Copy out the material from the line containing "Mark the mossy boulder" up to and including the line containing "pixel 333 263", with every line unchanged.

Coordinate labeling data
◆ ◆ ◆

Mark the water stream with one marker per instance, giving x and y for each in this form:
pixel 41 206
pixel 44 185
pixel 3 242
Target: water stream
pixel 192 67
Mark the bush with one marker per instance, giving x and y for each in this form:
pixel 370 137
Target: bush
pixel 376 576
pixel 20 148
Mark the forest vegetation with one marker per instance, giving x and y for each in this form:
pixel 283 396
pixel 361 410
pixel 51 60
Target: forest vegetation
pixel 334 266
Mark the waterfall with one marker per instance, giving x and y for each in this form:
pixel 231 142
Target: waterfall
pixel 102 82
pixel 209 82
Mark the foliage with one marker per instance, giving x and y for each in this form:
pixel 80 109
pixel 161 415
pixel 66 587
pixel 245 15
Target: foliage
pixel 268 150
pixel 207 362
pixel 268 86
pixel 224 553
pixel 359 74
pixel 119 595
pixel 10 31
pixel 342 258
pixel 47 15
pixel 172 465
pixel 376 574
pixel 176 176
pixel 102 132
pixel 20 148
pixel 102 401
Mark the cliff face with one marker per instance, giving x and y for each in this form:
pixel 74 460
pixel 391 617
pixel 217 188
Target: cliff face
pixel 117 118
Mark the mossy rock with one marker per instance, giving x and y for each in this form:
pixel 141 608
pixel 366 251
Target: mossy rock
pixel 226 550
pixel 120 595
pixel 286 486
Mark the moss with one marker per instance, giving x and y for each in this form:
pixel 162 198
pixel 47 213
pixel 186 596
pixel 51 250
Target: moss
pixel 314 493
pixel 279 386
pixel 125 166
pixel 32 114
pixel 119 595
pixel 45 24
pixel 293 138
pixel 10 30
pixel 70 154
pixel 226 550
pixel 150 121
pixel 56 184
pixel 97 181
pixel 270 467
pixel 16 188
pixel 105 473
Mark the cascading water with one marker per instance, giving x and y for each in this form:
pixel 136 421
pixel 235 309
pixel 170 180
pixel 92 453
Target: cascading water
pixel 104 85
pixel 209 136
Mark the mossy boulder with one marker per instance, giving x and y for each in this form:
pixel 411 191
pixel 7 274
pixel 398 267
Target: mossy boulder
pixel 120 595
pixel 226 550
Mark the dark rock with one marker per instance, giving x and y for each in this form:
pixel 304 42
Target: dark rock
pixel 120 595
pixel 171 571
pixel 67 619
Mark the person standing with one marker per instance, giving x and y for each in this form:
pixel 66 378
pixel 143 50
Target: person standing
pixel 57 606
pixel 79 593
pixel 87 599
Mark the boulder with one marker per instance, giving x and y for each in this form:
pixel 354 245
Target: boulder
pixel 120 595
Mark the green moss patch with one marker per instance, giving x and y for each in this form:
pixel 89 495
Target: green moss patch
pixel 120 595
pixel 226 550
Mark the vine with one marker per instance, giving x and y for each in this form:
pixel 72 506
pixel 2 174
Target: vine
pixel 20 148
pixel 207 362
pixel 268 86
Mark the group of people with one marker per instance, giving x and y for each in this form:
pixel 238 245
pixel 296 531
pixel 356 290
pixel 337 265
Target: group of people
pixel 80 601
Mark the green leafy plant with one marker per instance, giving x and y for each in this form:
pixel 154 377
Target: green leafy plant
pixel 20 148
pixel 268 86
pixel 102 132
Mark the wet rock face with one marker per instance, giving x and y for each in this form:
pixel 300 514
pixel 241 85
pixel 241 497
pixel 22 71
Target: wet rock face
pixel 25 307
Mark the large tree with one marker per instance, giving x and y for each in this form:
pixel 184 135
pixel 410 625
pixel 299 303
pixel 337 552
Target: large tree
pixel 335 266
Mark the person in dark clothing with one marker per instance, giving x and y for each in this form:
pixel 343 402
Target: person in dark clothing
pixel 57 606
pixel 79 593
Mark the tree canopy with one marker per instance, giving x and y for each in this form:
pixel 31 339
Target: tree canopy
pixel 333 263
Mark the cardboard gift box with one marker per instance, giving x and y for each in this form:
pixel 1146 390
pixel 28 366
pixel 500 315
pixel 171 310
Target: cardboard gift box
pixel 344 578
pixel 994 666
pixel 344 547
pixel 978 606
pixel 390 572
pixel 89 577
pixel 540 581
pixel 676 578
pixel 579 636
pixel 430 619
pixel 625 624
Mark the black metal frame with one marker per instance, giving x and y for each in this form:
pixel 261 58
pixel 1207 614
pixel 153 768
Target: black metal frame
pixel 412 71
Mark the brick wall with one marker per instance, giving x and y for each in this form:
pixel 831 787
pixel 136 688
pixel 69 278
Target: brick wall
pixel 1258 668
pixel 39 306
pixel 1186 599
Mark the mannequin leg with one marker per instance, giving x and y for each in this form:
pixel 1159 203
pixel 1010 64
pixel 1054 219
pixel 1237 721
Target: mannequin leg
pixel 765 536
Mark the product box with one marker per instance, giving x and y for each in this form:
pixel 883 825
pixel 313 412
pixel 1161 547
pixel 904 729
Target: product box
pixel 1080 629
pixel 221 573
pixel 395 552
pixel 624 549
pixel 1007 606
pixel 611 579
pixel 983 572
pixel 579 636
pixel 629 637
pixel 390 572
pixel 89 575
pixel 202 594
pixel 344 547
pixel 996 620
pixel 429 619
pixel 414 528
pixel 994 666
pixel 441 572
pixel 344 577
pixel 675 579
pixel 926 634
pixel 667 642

◆ ◆ ◆

Complete output =>
Mark the mossy boulder with one marker per instance, giving x and y for each in this form:
pixel 411 191
pixel 7 274
pixel 398 267
Target: mossy boulder
pixel 120 595
pixel 226 550
Mark the dark rock with one marker per instance, giving x and y for each in this form:
pixel 304 42
Target: dark rock
pixel 120 595
pixel 171 571
pixel 67 619
Mark the person standing with one marker per instance, giving x and y for each in this form:
pixel 66 378
pixel 143 50
Target: person standing
pixel 57 606
pixel 79 593
pixel 87 599
Mark the boulder with one marker per instance, giving x and y for each in this form:
pixel 354 245
Target: boulder
pixel 120 595
Mark the green moss patch with one marker per instance, giving x and y for each in this form:
pixel 89 495
Target: green moss patch
pixel 120 595
pixel 226 550
Mark the vine with one marker per instance, giving x and y for each in this form:
pixel 72 506
pixel 2 174
Target: vine
pixel 20 148
pixel 207 362
pixel 268 86
Mark the group of people with one marker per instance, giving x and y for each in this form:
pixel 238 245
pixel 296 531
pixel 356 290
pixel 337 265
Target: group of people
pixel 80 601
Mark the green leafy plant with one marker per instance, giving x and y for each in this form:
pixel 154 377
Target: green leafy plant
pixel 20 148
pixel 268 86
pixel 102 132
Mark the wet rock face with one marker per instance, giving x and y for each in this form:
pixel 300 514
pixel 241 85
pixel 241 497
pixel 22 71
Target: wet rock face
pixel 25 307
Mark the large tree with one marker per instance, giving x and y for each in this form:
pixel 184 135
pixel 410 625
pixel 299 303
pixel 337 552
Target: large tree
pixel 335 266
Mark the person in dark clothing with one marker per instance, giving x and y for each in this form:
pixel 343 402
Target: person in dark clothing
pixel 57 606
pixel 79 593
Mark the tree canopy with one marker per instance, giving x and y for each in this form:
pixel 31 339
Target: tree canopy
pixel 333 263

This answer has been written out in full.